Dataset entries:
####

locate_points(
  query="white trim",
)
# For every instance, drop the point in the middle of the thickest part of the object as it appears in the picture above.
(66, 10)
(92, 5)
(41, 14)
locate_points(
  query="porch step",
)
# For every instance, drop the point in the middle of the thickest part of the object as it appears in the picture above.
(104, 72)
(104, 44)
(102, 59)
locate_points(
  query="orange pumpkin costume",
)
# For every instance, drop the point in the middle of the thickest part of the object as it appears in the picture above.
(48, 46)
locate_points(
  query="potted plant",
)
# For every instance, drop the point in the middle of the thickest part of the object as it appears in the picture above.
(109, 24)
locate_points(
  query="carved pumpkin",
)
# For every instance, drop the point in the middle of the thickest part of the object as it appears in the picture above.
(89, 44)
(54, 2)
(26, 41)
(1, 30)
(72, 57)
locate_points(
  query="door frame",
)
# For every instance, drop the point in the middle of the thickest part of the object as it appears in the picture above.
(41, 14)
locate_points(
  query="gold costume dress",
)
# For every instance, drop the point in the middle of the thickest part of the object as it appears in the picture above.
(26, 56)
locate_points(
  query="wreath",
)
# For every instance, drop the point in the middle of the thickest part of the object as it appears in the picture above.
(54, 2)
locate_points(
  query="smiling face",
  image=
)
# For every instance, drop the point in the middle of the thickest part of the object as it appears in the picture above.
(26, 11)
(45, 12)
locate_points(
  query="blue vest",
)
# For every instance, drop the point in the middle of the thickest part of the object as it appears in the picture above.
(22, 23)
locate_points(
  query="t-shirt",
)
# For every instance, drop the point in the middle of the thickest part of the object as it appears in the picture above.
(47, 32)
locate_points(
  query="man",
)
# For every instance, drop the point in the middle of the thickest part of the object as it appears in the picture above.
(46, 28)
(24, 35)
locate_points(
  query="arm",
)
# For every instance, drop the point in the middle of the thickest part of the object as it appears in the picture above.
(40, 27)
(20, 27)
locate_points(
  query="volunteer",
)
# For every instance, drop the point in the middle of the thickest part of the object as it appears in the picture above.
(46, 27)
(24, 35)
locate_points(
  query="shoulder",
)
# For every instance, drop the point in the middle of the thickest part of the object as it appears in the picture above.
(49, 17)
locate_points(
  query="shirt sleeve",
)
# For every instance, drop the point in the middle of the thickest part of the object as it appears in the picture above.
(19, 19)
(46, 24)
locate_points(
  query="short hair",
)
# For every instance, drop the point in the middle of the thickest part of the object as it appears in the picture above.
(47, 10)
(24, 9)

####

**TASK DETAILS:** For each line of the data that includes the word "costume", return a copy of it.

**YOUR RESPONSE:**
  query="orange pumpkin costume",
  query="gold costume dress",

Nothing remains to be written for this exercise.